_Prompt_:
From the line with "Look at the photograph above. For each instance of the large" through the final line, please write out the listing exactly, including both of those lines.

_Data to use_:

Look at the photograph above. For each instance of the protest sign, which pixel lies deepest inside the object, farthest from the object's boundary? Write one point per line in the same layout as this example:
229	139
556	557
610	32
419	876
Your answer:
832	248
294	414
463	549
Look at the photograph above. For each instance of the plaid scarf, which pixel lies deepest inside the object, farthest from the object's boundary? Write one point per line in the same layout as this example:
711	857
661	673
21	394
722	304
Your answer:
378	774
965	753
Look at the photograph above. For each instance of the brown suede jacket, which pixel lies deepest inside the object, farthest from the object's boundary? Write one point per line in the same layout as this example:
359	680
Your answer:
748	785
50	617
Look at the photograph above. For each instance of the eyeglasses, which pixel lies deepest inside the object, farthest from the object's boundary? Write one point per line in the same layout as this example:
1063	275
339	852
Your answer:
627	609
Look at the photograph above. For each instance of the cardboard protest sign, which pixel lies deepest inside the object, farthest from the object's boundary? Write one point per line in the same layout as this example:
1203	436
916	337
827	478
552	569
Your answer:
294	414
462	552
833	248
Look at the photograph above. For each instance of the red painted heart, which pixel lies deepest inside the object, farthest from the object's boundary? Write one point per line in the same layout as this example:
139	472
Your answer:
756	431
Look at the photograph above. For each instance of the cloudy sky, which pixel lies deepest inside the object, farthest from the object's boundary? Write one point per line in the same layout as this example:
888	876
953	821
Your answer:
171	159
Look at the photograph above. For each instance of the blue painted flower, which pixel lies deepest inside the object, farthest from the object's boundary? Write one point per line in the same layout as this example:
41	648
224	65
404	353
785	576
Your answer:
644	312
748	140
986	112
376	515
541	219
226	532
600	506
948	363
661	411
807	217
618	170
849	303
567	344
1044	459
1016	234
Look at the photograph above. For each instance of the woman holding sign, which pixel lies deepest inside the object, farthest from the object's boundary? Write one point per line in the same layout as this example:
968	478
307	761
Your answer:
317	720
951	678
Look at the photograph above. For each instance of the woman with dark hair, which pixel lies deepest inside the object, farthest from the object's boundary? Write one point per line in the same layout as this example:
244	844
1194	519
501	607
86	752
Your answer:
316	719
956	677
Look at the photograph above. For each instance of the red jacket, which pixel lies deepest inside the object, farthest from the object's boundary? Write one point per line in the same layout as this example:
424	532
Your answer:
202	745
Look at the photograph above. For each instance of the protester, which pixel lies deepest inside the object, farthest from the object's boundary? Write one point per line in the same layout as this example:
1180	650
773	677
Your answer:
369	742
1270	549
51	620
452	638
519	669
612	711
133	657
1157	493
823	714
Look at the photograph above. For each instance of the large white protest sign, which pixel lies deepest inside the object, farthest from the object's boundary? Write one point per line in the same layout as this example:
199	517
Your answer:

_Output of the exercise_:
Look at the photograph above. For each instance of the large white protest sign, which pixel lies deepest inside the object, farthest from the object's boundary? Write one point per line in the same layout as this example:
199	517
Your answer:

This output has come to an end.